** Passage **
Keywords: 7-transmembrane receptor; Amino acid; G protein-coupled receptor; binding domain; central nervous system; chemical probe; cysteine; homology modeling; isothiocyanate; ligand-binding motif; receptor activation; signal transduction.

Figure 1

Chemical structures of the endocannabinoid agonist anandamide (AEA) and the AEA derivatives arachidonoylcyclopropylamide (ACPA) and AM3677.

Figure 2

AM3677 engages hCB1R covalently at TMH6 cysteine residue C6.47(355). (A) Preincubation of Flp-In-293 membranes from cells expressing hCB1R with excess (10-fold its apparent K_i) AM3677 reduces subsequent [³H]CP55,940 specific binding (i.e., B_max) by at least 43% to hCB1Rs containing C6.47(355) [as illustrated for WT hCB1R and the C4.47(238)S receptor mutant]. In contrast, the saturation-binding profile of [³H]CP55,940 is unaffected in the hCB1R C6.47(355)S mutant. (B) Comparison of the extent of covalent AM3677 labeling of WT hCB1R and mutants, designated as the difference in the respective [³H]CP55,940 B_max values of each hCB1R membrane preparation with or without preincubation with AM3677. Data shown represent the mean ± SEM of three independent experiments performed in duplicate.

Figure 3

AM3677 acts as an agonist to inhibit in a concentration-dependent manner forskolin-stimulated cAMP accumulation in Flp-In-293 cells expressing WT hCB1R. Data shown represent the mean ± SEM of three independent experiments performed in duplicate.

Figure 4

AM3677 elicits CB1R-mediated partial agonist activity when measured as [³⁵S]GTPγS binding to CB1R in mouse hippocampus. In these studies, the maximum response is defined as the response produced by 10 μM CP55,940. (A) AM3677 elicited partial G protein coupling in this measure of response and was more potent than its endocannabinoid analogue, AEA. (B) The response produced by either 3 μM AM 3677, 10 μM CP55,940, or 10 μM anandamide could be completely inhibited by the CB1R competitive antagonist SR14716A in a concentration-dependent manner. Each data point is the mean ± SEM of three to four independent experiments performed in duplicate.

** Problem description **
Please repeat the passage on AM3677 word for word, between "AM3677 elicits CB1R-mediated" and "four independent experiments performed in duplicate.", inclusive.

** Data supplied **
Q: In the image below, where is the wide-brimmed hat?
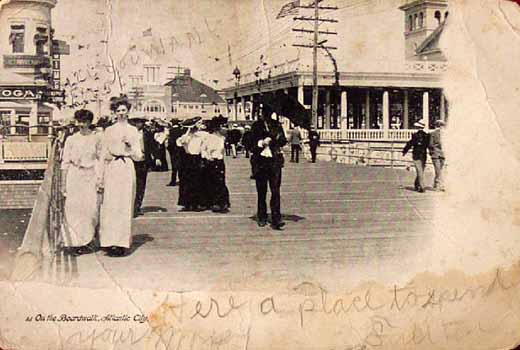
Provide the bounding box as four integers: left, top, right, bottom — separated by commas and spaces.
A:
413, 120, 426, 129
74, 109, 94, 123
181, 117, 202, 128
153, 118, 170, 127
128, 115, 148, 123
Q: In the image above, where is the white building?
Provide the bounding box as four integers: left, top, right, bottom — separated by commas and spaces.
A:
0, 0, 63, 168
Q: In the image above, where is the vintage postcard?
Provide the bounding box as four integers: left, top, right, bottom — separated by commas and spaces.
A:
0, 0, 520, 350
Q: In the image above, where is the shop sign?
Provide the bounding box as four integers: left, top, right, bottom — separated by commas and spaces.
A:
0, 86, 43, 100
4, 55, 50, 68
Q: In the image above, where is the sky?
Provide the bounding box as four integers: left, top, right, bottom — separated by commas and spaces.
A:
49, 0, 405, 112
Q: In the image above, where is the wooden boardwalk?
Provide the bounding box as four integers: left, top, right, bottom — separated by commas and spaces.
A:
41, 158, 439, 291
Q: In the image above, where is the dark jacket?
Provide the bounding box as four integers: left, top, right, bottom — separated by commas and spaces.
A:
251, 120, 287, 166
226, 129, 242, 145
167, 127, 186, 152
143, 128, 155, 168
403, 130, 430, 160
242, 130, 253, 151
309, 130, 320, 148
428, 129, 444, 159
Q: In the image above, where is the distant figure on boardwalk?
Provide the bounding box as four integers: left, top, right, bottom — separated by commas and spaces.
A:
61, 109, 101, 256
177, 117, 207, 211
201, 117, 230, 213
168, 120, 184, 186
226, 124, 242, 158
289, 126, 302, 163
153, 119, 168, 171
403, 121, 429, 193
309, 128, 320, 163
129, 117, 154, 217
99, 96, 143, 256
251, 105, 287, 230
428, 120, 446, 191
241, 125, 253, 158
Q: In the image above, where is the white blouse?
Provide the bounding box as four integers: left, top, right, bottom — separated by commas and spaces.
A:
102, 122, 143, 161
177, 131, 209, 155
61, 132, 101, 170
201, 134, 224, 160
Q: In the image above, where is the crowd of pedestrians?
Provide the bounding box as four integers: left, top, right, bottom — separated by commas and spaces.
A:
57, 96, 445, 256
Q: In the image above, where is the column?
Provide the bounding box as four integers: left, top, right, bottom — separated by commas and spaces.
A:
403, 90, 410, 129
28, 102, 38, 140
323, 89, 330, 129
340, 91, 348, 130
232, 96, 238, 121
422, 91, 430, 130
441, 92, 446, 121
298, 85, 305, 106
365, 89, 370, 129
240, 96, 246, 120
383, 91, 390, 138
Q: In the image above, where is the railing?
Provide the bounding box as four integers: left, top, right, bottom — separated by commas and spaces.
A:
11, 139, 64, 280
302, 129, 417, 143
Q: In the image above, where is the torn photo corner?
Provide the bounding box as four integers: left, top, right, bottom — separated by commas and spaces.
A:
0, 0, 520, 350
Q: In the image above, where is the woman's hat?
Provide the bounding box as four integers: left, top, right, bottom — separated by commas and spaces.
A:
128, 115, 148, 123
153, 118, 170, 127
181, 117, 202, 128
74, 109, 94, 123
413, 120, 426, 129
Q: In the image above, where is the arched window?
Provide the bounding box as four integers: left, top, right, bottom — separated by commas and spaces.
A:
143, 100, 166, 113
435, 11, 442, 24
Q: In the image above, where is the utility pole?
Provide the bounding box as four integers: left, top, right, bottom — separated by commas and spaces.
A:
293, 0, 338, 128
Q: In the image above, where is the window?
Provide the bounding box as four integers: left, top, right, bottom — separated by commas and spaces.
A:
144, 66, 160, 83
34, 27, 49, 55
435, 11, 441, 24
16, 114, 30, 135
9, 24, 25, 53
0, 111, 11, 136
36, 114, 51, 135
144, 100, 165, 113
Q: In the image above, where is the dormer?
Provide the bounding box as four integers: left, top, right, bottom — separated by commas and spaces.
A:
399, 0, 449, 60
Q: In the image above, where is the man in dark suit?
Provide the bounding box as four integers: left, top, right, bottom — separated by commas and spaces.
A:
428, 120, 446, 191
309, 128, 320, 163
130, 117, 154, 217
403, 121, 430, 193
168, 121, 184, 186
251, 105, 287, 230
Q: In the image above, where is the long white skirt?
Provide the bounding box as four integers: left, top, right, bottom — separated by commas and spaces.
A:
99, 158, 135, 248
62, 166, 99, 247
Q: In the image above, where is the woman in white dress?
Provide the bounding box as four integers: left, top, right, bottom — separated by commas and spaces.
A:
99, 97, 142, 256
61, 109, 101, 255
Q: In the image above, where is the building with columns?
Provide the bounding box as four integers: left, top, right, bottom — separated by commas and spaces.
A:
0, 0, 63, 169
219, 0, 448, 141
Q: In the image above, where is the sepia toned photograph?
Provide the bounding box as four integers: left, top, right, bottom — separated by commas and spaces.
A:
0, 0, 520, 350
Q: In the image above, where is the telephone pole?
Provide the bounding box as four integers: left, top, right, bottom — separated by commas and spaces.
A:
293, 0, 338, 128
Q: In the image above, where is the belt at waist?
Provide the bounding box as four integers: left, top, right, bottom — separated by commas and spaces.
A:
113, 155, 130, 163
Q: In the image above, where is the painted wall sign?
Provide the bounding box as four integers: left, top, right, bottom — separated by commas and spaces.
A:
0, 86, 43, 100
4, 55, 50, 68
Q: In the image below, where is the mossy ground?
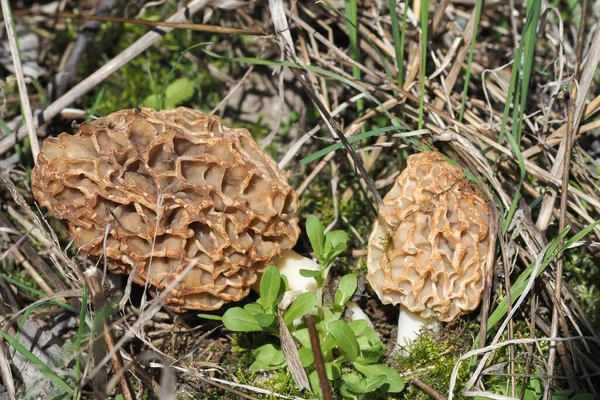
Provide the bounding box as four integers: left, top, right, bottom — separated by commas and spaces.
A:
1, 0, 600, 400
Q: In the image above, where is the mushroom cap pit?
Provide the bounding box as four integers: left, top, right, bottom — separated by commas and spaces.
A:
31, 107, 300, 312
367, 151, 490, 322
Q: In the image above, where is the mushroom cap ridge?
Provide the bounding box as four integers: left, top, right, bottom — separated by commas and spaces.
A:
367, 151, 490, 322
31, 107, 300, 312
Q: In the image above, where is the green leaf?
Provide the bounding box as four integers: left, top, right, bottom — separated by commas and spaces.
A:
571, 393, 594, 400
223, 307, 263, 332
365, 375, 386, 393
335, 274, 358, 307
244, 303, 265, 315
321, 334, 337, 353
306, 215, 325, 258
259, 265, 281, 310
348, 319, 369, 336
292, 325, 312, 349
164, 78, 196, 110
325, 362, 342, 381
342, 374, 366, 394
353, 363, 404, 393
325, 231, 348, 253
198, 314, 223, 321
328, 320, 360, 361
250, 343, 285, 371
298, 347, 315, 368
254, 314, 275, 328
300, 269, 321, 278
308, 370, 321, 393
340, 384, 358, 400
283, 292, 317, 325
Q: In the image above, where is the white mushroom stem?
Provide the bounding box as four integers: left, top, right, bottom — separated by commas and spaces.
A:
396, 304, 429, 357
273, 250, 321, 293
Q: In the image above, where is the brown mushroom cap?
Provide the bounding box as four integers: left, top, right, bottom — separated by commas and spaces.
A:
31, 107, 300, 312
367, 151, 490, 322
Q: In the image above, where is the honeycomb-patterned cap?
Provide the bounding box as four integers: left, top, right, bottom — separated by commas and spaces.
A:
31, 107, 300, 312
367, 151, 490, 322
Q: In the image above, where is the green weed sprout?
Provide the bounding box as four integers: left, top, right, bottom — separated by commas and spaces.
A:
200, 215, 404, 399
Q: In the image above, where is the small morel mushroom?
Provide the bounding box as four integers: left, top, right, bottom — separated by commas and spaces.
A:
367, 151, 490, 352
31, 107, 300, 312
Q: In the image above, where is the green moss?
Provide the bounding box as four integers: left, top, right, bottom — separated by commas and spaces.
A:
391, 335, 471, 400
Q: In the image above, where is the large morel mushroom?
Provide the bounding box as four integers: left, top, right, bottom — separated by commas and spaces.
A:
367, 151, 490, 352
31, 107, 299, 312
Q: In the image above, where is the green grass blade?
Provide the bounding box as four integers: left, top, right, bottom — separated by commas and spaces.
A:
204, 50, 412, 137
345, 0, 364, 115
159, 42, 209, 108
300, 126, 406, 164
390, 0, 407, 87
325, 2, 394, 82
0, 330, 74, 394
458, 0, 483, 122
73, 285, 88, 400
419, 0, 429, 129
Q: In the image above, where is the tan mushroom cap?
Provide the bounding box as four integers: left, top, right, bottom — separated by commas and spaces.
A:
367, 151, 490, 322
31, 107, 300, 312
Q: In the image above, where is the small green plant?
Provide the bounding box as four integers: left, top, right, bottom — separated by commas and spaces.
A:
200, 215, 404, 399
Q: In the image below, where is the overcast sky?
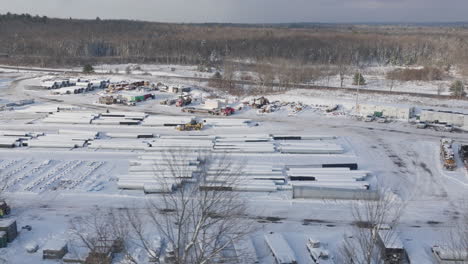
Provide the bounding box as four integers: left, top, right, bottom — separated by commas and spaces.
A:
0, 0, 468, 23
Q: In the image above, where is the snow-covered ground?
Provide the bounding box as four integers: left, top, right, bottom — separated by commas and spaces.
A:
0, 70, 468, 264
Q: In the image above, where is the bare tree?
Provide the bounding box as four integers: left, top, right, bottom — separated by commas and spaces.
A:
127, 151, 253, 264
340, 191, 404, 264
70, 209, 129, 264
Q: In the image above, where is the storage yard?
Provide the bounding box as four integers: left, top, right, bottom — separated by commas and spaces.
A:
0, 70, 468, 264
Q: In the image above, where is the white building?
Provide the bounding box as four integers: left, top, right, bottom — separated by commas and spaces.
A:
358, 103, 414, 120
420, 109, 468, 127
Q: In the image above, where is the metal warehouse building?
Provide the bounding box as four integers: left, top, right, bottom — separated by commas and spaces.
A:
420, 109, 468, 127
358, 104, 414, 120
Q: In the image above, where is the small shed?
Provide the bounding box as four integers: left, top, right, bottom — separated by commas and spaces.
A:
358, 103, 414, 120
431, 246, 468, 264
0, 218, 18, 243
0, 200, 11, 218
0, 231, 8, 248
42, 239, 68, 259
204, 99, 224, 109
378, 229, 409, 264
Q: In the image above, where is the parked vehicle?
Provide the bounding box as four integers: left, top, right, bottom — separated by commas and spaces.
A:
364, 115, 375, 122
416, 122, 427, 129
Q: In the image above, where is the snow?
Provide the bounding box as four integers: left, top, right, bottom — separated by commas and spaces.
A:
0, 68, 468, 264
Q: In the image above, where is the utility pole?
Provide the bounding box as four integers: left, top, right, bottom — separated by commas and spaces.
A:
356, 66, 361, 114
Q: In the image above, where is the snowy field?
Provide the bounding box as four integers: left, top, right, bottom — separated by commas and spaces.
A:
0, 69, 468, 264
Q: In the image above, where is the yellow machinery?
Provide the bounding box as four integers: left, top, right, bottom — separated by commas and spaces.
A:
176, 121, 203, 131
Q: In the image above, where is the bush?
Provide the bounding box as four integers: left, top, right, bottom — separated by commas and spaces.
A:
353, 72, 366, 85
450, 80, 466, 97
83, 64, 94, 73
387, 67, 444, 81
125, 66, 132, 74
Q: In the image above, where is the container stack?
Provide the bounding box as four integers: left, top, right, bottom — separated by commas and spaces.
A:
142, 115, 194, 127
203, 118, 252, 127
287, 167, 370, 190
214, 135, 276, 153
88, 139, 148, 151
117, 153, 199, 193
43, 112, 99, 124
23, 130, 97, 148
202, 165, 286, 192
278, 140, 344, 154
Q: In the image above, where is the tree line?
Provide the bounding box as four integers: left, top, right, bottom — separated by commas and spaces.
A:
0, 14, 468, 66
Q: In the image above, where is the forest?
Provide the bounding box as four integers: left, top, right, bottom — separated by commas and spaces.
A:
0, 13, 468, 67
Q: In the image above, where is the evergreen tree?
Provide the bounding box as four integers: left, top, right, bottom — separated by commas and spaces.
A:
83, 64, 94, 73
353, 72, 366, 85
450, 80, 466, 98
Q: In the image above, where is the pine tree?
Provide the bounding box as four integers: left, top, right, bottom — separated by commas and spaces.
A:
450, 80, 466, 98
83, 64, 94, 73
353, 72, 366, 85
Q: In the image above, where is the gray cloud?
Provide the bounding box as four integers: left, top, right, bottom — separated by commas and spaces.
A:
0, 0, 468, 23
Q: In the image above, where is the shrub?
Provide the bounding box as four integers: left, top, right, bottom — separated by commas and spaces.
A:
353, 72, 366, 85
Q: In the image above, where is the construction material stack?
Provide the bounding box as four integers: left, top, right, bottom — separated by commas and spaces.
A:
460, 145, 468, 170
265, 233, 297, 264
118, 152, 199, 193
440, 138, 457, 170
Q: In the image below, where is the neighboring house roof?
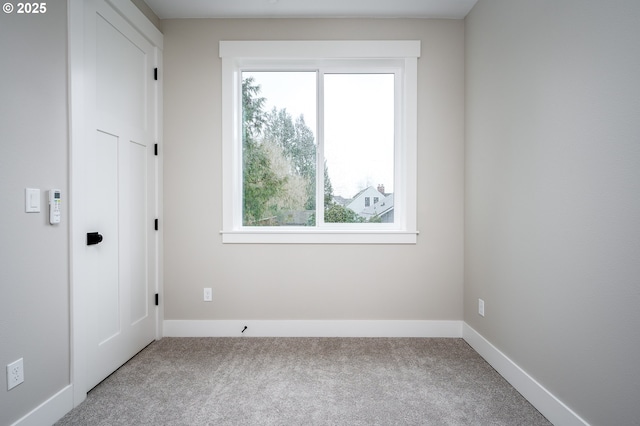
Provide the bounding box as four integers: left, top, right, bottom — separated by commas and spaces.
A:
359, 194, 393, 216
346, 186, 384, 214
333, 195, 353, 206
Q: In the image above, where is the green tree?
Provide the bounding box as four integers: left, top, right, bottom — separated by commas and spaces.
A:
242, 78, 287, 225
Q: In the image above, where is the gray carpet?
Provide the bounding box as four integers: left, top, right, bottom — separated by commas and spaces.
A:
56, 337, 550, 426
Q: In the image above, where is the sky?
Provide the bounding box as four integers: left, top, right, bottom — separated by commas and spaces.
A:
243, 71, 394, 198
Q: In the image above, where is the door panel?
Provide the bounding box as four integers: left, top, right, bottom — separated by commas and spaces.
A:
86, 0, 157, 388
94, 131, 120, 343
125, 142, 150, 325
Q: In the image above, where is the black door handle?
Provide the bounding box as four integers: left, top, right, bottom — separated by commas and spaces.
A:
87, 232, 102, 246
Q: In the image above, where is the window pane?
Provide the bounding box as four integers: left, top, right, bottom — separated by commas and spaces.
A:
242, 71, 316, 226
324, 74, 395, 223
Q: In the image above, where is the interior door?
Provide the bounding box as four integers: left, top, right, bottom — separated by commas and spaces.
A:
82, 0, 157, 389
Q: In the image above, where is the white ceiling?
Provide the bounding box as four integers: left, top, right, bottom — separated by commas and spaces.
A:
145, 0, 477, 19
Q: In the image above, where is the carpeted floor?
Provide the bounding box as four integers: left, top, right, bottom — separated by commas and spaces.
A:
56, 337, 550, 426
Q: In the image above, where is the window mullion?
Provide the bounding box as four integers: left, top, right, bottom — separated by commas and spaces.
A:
316, 69, 325, 227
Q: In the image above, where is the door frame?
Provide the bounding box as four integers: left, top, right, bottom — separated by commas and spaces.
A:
67, 0, 164, 407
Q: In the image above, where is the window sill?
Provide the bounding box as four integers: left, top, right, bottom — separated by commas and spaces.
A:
220, 229, 418, 244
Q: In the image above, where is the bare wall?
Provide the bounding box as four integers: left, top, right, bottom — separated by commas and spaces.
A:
464, 0, 640, 425
162, 19, 464, 320
0, 1, 70, 425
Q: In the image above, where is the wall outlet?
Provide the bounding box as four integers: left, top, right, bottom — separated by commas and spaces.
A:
204, 287, 213, 302
7, 358, 24, 390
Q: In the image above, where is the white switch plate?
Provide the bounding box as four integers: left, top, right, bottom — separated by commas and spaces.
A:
7, 358, 24, 390
24, 188, 40, 213
204, 287, 213, 302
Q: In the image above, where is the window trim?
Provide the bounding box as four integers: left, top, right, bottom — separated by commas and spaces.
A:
220, 40, 420, 244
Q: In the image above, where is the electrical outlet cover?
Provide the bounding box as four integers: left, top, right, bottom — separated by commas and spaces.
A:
7, 358, 24, 390
204, 287, 213, 302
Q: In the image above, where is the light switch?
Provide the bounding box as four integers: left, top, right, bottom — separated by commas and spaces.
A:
24, 188, 40, 213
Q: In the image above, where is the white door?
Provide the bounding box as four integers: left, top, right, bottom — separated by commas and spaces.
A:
82, 0, 157, 389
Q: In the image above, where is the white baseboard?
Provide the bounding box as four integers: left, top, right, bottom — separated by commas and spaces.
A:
462, 323, 588, 426
163, 320, 462, 337
12, 385, 73, 426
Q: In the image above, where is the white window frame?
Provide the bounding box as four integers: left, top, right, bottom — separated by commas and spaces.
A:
220, 40, 420, 244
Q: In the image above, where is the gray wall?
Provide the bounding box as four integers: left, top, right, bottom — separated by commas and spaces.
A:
464, 0, 640, 425
0, 1, 70, 425
162, 19, 464, 320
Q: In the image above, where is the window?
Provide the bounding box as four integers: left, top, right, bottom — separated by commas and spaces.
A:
220, 41, 420, 243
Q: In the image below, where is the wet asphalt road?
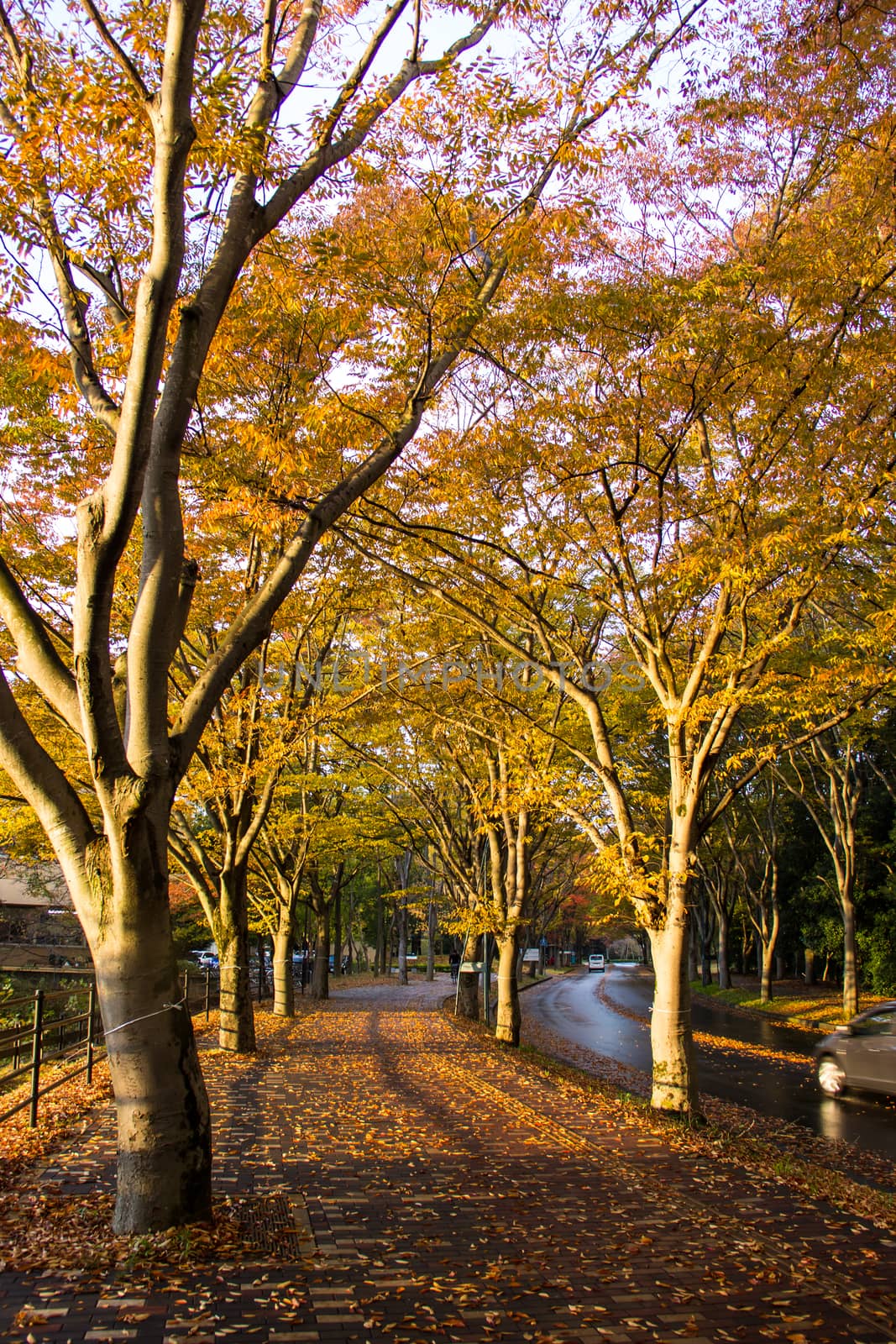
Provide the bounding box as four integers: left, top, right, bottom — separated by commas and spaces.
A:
527, 965, 896, 1160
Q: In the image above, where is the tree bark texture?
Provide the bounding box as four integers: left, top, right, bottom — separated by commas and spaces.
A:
213, 869, 255, 1055
650, 872, 700, 1116
486, 929, 522, 1046
274, 916, 296, 1017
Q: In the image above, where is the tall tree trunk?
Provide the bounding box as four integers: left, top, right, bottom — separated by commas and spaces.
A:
486, 929, 521, 1046
215, 869, 255, 1053
650, 865, 700, 1116
804, 948, 815, 985
426, 900, 439, 984
374, 891, 385, 976
72, 808, 211, 1235
716, 891, 731, 990
311, 903, 329, 999
396, 896, 407, 985
840, 890, 858, 1017
759, 900, 780, 1004
457, 934, 479, 1021
274, 909, 296, 1017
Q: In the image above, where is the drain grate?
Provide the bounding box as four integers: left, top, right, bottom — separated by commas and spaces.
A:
239, 1194, 317, 1262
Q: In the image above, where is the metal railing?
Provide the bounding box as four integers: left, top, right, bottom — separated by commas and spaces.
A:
0, 985, 105, 1129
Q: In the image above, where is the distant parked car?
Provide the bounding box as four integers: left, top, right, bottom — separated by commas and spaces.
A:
814, 1001, 896, 1097
190, 948, 217, 970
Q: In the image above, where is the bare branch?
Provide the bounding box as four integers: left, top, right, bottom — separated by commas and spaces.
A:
0, 555, 83, 735
81, 0, 152, 104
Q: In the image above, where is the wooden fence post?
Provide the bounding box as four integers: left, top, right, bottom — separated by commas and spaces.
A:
29, 990, 43, 1129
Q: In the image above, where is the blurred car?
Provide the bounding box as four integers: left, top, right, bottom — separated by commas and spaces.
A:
814, 1000, 896, 1097
190, 948, 217, 970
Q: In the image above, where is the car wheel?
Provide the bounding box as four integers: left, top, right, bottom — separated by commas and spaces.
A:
818, 1055, 846, 1097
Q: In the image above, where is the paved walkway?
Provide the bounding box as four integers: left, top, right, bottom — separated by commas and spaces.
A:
0, 981, 896, 1344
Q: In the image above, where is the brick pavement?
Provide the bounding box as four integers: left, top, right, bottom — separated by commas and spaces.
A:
0, 984, 896, 1344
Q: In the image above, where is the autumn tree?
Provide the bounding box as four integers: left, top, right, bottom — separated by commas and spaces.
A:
0, 0, 688, 1232
359, 0, 896, 1113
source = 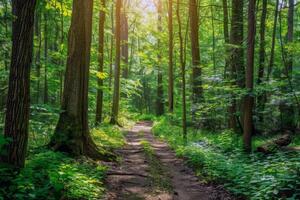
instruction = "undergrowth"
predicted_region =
[153,117,300,199]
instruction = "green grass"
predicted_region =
[0,107,125,200]
[153,118,300,199]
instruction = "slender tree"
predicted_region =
[168,0,174,112]
[176,0,187,141]
[110,0,122,124]
[1,0,36,168]
[229,0,245,131]
[257,0,268,122]
[243,0,256,152]
[121,1,129,79]
[96,0,106,124]
[156,0,164,115]
[50,0,107,159]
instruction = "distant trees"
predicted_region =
[189,0,203,122]
[96,0,106,124]
[168,0,174,112]
[1,0,36,168]
[50,0,108,159]
[243,0,256,151]
[156,0,165,115]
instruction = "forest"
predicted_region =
[0,0,300,200]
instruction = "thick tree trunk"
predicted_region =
[50,0,112,159]
[96,0,106,124]
[189,0,203,122]
[156,0,165,116]
[243,0,256,152]
[1,0,36,168]
[110,0,122,124]
[168,0,174,113]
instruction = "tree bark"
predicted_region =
[257,0,268,122]
[176,0,187,142]
[168,0,174,113]
[189,0,203,122]
[50,0,110,159]
[243,0,256,152]
[156,0,165,116]
[121,5,129,79]
[110,0,122,124]
[1,0,36,168]
[96,0,106,124]
[229,0,245,131]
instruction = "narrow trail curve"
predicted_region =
[105,122,233,200]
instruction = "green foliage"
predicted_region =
[0,151,106,199]
[154,118,300,199]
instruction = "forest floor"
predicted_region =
[105,122,233,200]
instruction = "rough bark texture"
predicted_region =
[257,0,268,122]
[1,0,36,168]
[223,0,230,78]
[50,0,108,159]
[256,134,292,154]
[189,0,203,120]
[110,0,122,124]
[229,0,245,131]
[156,0,164,115]
[121,5,129,79]
[243,0,256,151]
[176,0,187,141]
[96,0,106,124]
[168,0,174,112]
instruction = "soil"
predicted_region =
[105,122,234,200]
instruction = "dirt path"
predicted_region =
[105,122,232,200]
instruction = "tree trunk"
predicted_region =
[121,3,129,79]
[280,0,296,131]
[110,0,122,124]
[223,0,230,78]
[243,0,256,152]
[229,0,245,131]
[168,0,174,113]
[96,0,106,124]
[156,0,164,116]
[1,0,36,168]
[189,0,203,122]
[257,0,268,122]
[176,0,187,141]
[44,11,49,104]
[50,0,112,159]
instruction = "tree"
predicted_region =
[168,0,174,112]
[228,0,245,131]
[189,0,203,121]
[243,0,256,152]
[50,0,107,159]
[156,0,165,115]
[110,0,122,124]
[280,0,296,131]
[96,0,106,124]
[1,0,36,168]
[176,0,187,141]
[257,0,268,122]
[121,1,129,79]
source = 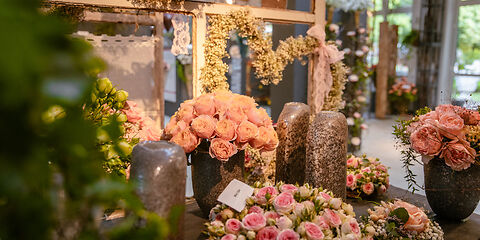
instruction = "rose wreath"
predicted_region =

** Your solution **
AM3677 elicits CB1R-mediated partial agonist activity when measured as [³⁵S]GTPγS binding to CB1R in mouse hippocampus. In these studies, the maximum response is defined as the response produced by 10 μM CP55,940. (A) AM3677 elicited partial G protein coupling in this measure of response and was more potent than its endocannabinoid analogue, AEA. (B) The response produced by either 3 μM AM 3677, 10 μM CP55,940, or 10 μM anandamide could be completely inhibited by the CB1R competitive antagonist SR14716A in a concentration-dependent manner. Each data point is the mean ± SEM of three to four independent experiments performed in duplicate.